▸ WHAT TO WORK ON: In the listing that follows, swap "query" for "description" wherever it occurs and reproduce every line with nothing else altered.
— BEGIN —
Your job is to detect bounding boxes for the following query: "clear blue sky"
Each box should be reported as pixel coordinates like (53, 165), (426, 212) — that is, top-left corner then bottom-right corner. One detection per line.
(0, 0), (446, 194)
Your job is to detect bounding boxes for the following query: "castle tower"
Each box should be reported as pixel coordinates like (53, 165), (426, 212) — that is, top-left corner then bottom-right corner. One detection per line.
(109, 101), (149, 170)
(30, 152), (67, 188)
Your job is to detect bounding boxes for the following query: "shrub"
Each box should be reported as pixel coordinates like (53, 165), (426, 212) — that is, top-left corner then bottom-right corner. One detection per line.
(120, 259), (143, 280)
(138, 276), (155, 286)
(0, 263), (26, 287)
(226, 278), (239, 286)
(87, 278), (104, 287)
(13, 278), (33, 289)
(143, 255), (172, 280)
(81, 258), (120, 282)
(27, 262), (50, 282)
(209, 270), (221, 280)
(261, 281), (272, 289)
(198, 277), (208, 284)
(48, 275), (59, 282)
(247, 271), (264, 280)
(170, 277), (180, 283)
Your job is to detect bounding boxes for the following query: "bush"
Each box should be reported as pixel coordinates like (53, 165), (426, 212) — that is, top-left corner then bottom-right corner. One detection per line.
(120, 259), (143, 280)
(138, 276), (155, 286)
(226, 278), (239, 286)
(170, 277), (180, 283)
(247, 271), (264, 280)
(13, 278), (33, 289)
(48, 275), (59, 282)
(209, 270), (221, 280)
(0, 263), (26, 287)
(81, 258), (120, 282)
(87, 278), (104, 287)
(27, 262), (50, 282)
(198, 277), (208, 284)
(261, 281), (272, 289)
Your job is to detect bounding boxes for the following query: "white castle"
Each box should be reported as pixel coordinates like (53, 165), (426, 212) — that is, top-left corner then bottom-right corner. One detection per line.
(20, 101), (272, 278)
— END —
▸ CORRECT ANSWER:
Your job is to detect bounding boxes for the following description: "clear blue sky"
Each box should be reported as pixel coordinates like (53, 165), (426, 212) — that is, top-left corner then bottom-right corner. One detection per line.
(0, 0), (446, 194)
Your job is to detect bounding boxes for the following description: "castle tower"
Each box should be reported as pixel coordinates like (53, 165), (426, 212) — that is, top-left corner then bottom-right corner. One detection per line.
(109, 101), (149, 170)
(30, 152), (67, 188)
Your job is to detect bounding boxes for the following description: "shrub"
Each box should be reported as pixel coordinates like (53, 165), (426, 212) — that is, top-left corner then bottom-right corner. One detection per line.
(120, 259), (143, 280)
(138, 276), (155, 286)
(0, 263), (26, 287)
(226, 278), (239, 286)
(87, 278), (104, 287)
(13, 278), (33, 289)
(143, 255), (172, 280)
(81, 258), (120, 282)
(27, 262), (50, 282)
(209, 270), (221, 280)
(261, 281), (272, 289)
(198, 277), (208, 284)
(48, 275), (59, 282)
(247, 271), (264, 280)
(170, 277), (180, 283)
Your job is to detect bounding boxes for the following description: "bush"
Each box should be reported as pixel coordinates like (53, 165), (426, 212) — that is, top-left corner then bottom-right corner. One detection per line.
(120, 259), (143, 280)
(138, 276), (155, 286)
(226, 278), (239, 286)
(170, 277), (180, 283)
(247, 271), (264, 280)
(13, 278), (33, 289)
(48, 275), (59, 282)
(209, 270), (221, 280)
(0, 263), (26, 287)
(81, 258), (120, 282)
(87, 278), (104, 287)
(27, 262), (50, 282)
(198, 277), (208, 284)
(261, 281), (272, 289)
Your job is to detect bounding boxes for the following description: "white castle"
Each box should be reported as pixel coordinates like (53, 165), (426, 212) — that is, top-left corner then bottom-right corner. One detection per line.
(20, 101), (272, 278)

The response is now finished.